__TEXT EXTRACT__.
━━━━━━━━━━━━━━━━━━━━━━━━━━━━━━

In 1984, the New York Times declared Abraham Sutzkever, “the greatest poet of the Holocaust.” His poems (which are written in Yiddish and have been translated into 30 languages) possess a subtlety met with powerful imagery, his language stripped down by the directness that comes from witnessing far more horrors of reality in a few years than most do in the span of their lives. Before he was a universally acclaimed figure in poetry, Sutzkever was a renowned poet in Vilna, known as the Jerusalem of Lithuania because of its intellectual and cultural development.

Sutzkever, who lost his mother, his newborn son, and his city of Vilna in the occupation, did not give up his fight or his art. He smuggled weapons into the ghetto and composed poems whatever the conditions. Sutzkever even hid in a coffin to write, during which he witnessed the liquidation of a smaller ghetto. These lines were composed here:


I lie in this coffin
The way I would lie
In a suit made of wood,
A bark
Tossed on treacherous waves,
A cradle, an ark.

━━━━━━━━━━━━━━━━━━━━━━━━━━━━━━

__WHAT IS ASKED__.
1 – Answer these questions from the Sutzkever passage, one line each:
(a) Into how many languages have Sutzkever's poems been translated?
(b) Why was Vilna known as the Jerusalem of Lithuania?
(c) What did Sutzkever smuggle into the ghetto?
2 – Decide whether each statement agrees with the Sutzkever passage. Answer yes or no, and quote the words that settle it.
(a) Sutzkever wrote his poems in Hebrew.
(b) The New York Times called Sutzkever the greatest poet of the Holocaust in 1984.
(c) While hiding in a coffin, Sutzkever witnessed the liquidation of a smaller ghetto.
3 – Turn the paragraph of the Sutzkever passage that begins "In 1984, the New York Times" into a short bulleted list that keeps its main facts.

━━━━━━━━━━━━━━━━━━━━━━━━━━━━━━

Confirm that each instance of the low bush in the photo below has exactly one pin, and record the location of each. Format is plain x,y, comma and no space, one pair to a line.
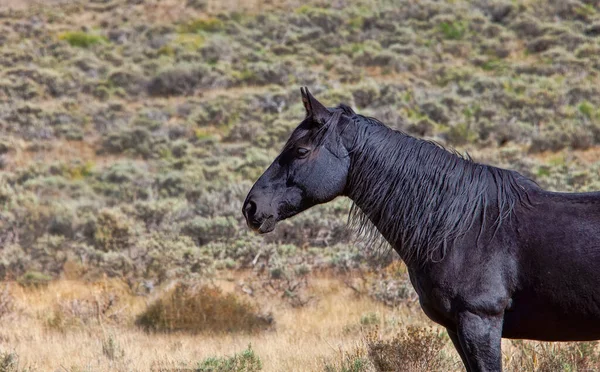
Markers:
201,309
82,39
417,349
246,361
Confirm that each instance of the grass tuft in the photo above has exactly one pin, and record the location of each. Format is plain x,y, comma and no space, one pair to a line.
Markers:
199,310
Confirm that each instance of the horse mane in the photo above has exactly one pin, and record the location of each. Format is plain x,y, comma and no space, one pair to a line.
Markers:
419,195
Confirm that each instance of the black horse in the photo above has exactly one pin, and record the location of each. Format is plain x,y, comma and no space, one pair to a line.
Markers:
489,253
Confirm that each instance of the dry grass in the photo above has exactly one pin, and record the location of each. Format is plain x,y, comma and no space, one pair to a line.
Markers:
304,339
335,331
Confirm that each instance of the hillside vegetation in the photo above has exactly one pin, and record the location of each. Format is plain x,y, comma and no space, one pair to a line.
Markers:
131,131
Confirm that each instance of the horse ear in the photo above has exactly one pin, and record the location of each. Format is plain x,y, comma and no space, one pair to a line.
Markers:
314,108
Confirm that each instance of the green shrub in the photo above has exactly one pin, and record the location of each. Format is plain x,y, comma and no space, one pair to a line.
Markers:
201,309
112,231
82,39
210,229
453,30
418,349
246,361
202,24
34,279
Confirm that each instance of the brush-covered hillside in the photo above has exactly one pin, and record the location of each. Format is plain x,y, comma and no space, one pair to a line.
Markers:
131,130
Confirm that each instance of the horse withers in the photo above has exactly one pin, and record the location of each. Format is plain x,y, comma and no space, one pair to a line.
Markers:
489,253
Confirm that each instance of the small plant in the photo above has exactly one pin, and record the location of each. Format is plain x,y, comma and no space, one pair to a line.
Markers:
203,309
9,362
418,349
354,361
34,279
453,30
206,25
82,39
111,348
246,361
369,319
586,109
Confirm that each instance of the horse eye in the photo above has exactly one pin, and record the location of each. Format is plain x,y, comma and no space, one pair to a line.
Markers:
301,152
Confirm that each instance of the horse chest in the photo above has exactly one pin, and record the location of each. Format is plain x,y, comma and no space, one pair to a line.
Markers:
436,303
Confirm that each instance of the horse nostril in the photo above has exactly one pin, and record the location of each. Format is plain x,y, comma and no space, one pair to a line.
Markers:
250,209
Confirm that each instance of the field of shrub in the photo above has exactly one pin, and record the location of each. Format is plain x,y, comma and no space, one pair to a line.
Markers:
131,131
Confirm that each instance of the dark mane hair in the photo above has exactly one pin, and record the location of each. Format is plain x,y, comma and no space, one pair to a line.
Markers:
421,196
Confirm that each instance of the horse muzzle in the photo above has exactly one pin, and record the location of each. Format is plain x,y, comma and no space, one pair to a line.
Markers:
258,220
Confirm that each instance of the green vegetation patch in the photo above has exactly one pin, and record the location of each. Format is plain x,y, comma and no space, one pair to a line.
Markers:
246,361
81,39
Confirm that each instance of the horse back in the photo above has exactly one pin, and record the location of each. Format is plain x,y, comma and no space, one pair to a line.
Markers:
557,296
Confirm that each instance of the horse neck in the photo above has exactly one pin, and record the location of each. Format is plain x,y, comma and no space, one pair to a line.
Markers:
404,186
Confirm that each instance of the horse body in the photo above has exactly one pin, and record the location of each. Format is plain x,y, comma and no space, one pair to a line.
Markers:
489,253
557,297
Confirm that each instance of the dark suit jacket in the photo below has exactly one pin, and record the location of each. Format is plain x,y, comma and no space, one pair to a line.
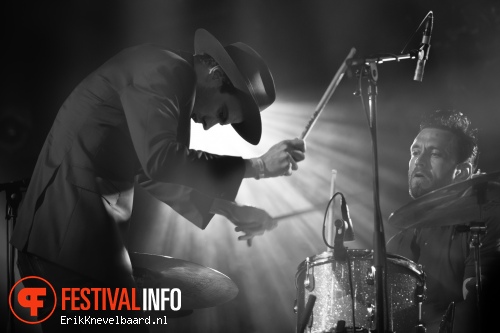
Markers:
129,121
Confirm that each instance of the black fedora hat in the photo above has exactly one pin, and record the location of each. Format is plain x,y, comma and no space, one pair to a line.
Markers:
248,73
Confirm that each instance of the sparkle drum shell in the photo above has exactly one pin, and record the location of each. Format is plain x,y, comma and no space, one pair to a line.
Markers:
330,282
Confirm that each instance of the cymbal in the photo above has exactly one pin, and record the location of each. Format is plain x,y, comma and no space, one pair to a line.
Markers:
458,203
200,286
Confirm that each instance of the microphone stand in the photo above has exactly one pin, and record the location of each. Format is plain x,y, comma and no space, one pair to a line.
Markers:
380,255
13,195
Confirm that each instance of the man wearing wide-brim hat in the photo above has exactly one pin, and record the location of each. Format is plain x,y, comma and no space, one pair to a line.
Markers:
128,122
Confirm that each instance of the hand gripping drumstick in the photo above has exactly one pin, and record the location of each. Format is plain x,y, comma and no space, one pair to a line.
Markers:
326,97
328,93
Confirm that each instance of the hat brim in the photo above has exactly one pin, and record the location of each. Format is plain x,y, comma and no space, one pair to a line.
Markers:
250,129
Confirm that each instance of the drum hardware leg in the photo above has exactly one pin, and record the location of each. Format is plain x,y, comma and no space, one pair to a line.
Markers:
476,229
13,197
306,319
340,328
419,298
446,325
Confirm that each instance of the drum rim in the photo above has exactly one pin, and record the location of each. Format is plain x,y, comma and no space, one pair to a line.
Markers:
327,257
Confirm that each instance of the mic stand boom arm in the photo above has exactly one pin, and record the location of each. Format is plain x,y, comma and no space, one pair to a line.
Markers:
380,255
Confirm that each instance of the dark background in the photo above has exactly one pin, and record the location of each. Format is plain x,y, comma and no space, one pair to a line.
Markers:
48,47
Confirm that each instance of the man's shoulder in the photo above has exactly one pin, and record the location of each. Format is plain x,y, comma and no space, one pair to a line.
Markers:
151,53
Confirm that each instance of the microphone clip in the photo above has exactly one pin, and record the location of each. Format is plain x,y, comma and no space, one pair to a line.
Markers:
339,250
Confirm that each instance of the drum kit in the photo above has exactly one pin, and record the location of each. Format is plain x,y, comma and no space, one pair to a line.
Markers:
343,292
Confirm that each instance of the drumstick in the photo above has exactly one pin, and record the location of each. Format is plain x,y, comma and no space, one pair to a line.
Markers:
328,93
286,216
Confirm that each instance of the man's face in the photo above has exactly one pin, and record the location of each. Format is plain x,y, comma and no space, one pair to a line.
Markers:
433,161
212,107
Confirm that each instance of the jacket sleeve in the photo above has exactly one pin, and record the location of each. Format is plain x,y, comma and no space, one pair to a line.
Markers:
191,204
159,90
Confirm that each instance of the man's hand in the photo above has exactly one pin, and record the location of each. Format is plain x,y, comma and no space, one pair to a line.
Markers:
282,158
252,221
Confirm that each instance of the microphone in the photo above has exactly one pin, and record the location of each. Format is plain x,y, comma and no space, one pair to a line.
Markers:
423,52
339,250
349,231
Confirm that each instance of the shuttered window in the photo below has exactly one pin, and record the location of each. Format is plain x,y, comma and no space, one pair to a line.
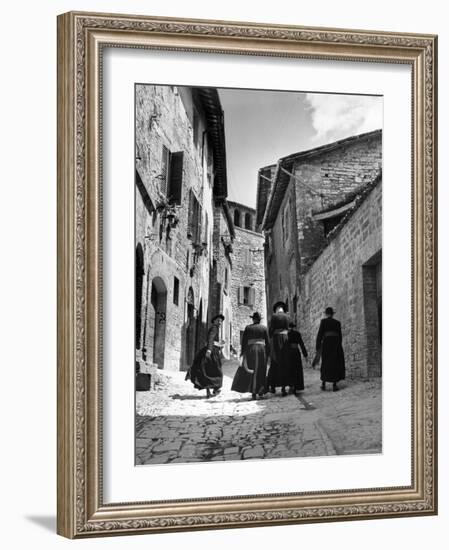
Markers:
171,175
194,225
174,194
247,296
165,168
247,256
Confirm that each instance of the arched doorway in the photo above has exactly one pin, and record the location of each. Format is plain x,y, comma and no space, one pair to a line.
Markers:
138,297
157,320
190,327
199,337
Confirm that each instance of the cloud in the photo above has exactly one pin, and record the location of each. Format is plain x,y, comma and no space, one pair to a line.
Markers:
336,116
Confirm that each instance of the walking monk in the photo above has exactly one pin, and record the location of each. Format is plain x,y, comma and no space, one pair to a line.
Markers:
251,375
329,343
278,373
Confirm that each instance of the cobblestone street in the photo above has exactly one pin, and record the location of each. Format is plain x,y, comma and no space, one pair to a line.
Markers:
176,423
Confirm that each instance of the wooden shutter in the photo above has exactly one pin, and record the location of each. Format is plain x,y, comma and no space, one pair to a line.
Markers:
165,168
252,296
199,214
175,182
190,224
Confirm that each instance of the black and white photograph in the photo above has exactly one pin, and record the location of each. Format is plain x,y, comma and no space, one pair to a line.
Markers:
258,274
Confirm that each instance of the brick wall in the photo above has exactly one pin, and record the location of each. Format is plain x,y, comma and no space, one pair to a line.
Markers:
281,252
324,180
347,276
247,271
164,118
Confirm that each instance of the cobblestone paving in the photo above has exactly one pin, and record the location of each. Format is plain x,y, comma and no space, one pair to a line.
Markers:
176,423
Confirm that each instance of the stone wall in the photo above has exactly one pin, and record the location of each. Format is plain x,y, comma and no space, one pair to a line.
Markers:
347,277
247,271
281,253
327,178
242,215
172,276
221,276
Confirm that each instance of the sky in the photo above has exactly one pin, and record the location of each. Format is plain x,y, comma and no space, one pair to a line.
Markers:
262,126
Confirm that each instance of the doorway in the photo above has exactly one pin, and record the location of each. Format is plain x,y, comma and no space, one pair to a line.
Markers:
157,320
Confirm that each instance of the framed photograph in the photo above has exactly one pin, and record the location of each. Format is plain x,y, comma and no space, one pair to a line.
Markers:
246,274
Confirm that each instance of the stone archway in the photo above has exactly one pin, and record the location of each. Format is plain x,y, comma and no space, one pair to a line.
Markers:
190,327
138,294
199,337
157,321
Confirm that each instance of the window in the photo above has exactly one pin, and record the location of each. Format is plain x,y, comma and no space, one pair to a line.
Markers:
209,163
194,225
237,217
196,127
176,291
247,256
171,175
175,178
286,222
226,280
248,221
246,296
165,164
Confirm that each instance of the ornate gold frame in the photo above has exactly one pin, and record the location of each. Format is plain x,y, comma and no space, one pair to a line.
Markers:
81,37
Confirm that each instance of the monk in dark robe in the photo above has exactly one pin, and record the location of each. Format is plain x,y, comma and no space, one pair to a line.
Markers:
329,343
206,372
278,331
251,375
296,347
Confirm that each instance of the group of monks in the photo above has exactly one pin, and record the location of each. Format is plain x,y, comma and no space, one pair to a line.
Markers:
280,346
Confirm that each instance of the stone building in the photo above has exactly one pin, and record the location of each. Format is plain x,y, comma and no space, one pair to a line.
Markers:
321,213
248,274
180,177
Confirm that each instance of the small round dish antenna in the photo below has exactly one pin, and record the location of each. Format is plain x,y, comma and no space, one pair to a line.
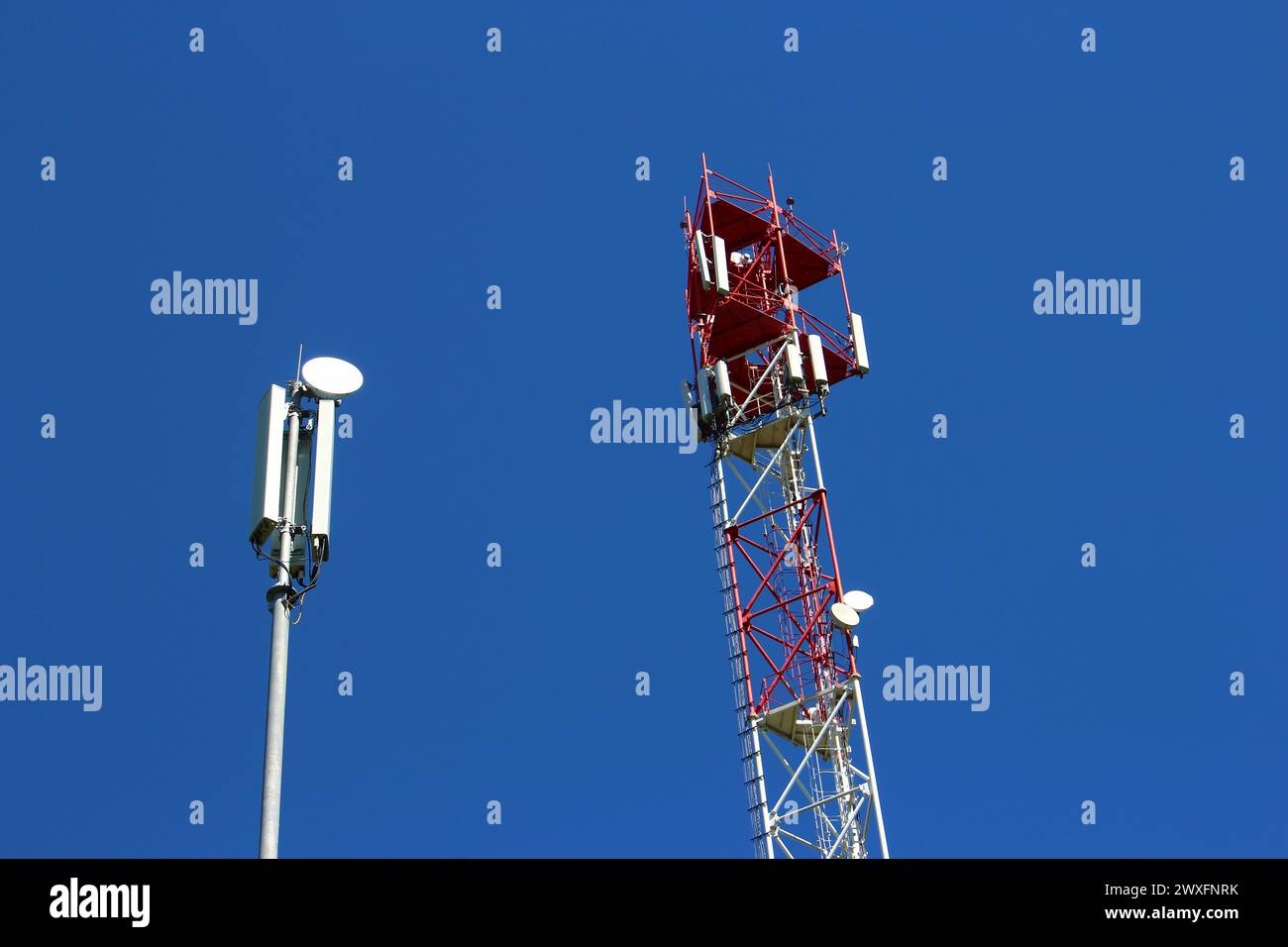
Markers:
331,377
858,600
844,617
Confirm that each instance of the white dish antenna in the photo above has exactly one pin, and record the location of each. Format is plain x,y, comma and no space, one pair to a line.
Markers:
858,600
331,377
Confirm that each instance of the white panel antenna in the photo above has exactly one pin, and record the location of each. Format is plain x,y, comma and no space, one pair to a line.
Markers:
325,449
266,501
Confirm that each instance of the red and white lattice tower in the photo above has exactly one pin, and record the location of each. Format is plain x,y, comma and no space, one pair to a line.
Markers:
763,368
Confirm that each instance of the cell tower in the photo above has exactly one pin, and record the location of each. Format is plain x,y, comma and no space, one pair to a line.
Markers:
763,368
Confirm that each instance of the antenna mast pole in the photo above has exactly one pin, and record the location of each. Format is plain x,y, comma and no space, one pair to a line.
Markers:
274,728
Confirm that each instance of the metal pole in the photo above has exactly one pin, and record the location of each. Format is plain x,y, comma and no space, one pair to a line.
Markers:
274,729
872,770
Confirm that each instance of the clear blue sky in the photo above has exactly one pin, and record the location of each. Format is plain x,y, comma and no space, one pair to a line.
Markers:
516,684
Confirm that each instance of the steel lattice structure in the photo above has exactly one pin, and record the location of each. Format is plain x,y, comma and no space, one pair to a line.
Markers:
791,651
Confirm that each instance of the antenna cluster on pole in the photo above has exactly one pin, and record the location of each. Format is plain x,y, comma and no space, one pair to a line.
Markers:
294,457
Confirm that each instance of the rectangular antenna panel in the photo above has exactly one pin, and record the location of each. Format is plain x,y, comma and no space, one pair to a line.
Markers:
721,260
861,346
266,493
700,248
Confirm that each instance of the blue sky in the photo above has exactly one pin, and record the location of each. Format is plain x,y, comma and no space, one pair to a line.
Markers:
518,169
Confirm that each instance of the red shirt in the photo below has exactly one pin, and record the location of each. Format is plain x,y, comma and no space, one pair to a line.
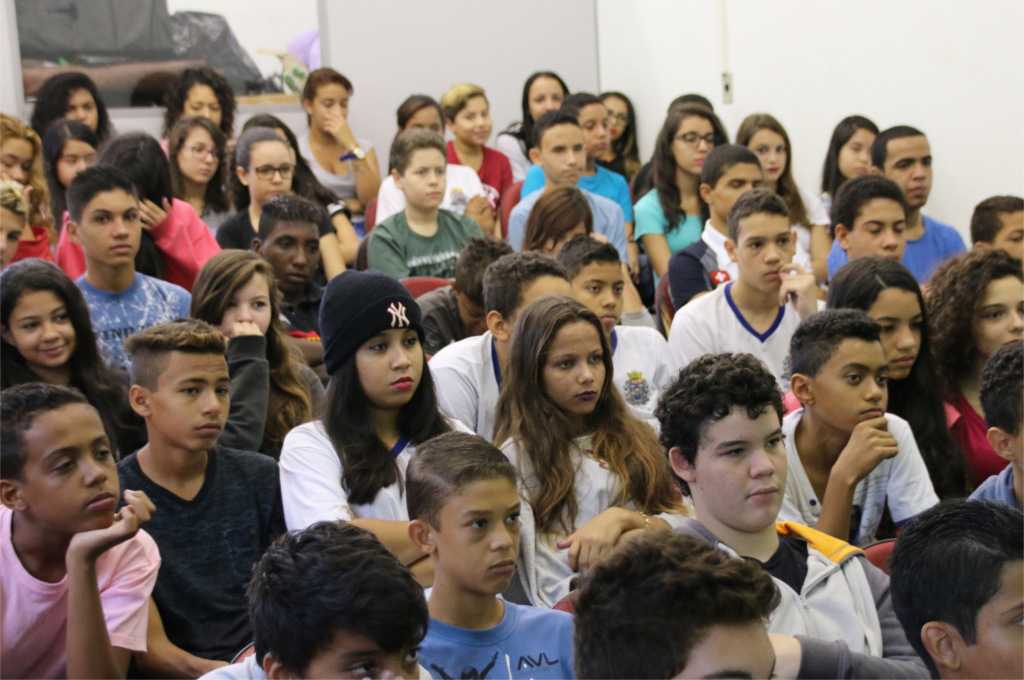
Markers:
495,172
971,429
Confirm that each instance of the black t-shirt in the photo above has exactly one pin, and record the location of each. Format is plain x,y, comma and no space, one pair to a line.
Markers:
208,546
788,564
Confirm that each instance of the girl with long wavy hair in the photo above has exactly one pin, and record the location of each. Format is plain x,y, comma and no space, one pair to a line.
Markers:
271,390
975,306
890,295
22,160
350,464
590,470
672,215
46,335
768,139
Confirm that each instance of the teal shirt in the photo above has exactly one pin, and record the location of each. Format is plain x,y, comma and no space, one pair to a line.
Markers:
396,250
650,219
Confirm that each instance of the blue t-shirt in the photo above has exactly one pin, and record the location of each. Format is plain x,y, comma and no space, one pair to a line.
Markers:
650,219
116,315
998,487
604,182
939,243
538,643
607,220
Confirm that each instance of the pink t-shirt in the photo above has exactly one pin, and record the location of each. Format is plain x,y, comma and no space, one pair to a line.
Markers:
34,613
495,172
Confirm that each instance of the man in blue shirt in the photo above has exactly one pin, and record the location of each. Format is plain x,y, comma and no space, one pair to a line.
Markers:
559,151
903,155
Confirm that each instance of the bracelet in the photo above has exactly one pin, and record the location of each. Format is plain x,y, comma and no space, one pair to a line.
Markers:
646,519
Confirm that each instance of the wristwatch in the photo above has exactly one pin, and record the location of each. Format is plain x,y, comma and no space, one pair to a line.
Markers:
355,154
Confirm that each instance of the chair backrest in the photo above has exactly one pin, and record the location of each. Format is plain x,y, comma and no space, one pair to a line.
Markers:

━━━━━━━━━━━━━━━━━━━━━━━━━━━━━━

__THE ANSWERS__.
1 –
(a) 30 languages.
(b) Because of its intellectual and cultural development.
(c) Weapons.

2 –
(a) No: "which are written in Yiddish"
(b) Yes: "In 1984, the New York Times declared Abraham Sutzkever, “the greatest poet of the Holocaust.”"
(c) Yes: "Sutzkever even hid in a coffin to write, during which he witnessed the liquidation of a smaller ghetto."

3 –
- In 1984 the New York Times called Abraham Sutzkever "the greatest poet of the Holocaust."
- His poems are written in Yiddish and have been translated into 30 languages.
- They pair subtlety with powerful imagery. Their language is stripped down by the directness of someone who witnessed great horrors within a few years.
- Before his universal acclaim, he was a renowned poet in Vilna. The city was known as the Jerusalem of Lithuania for its intellectual and cultural development.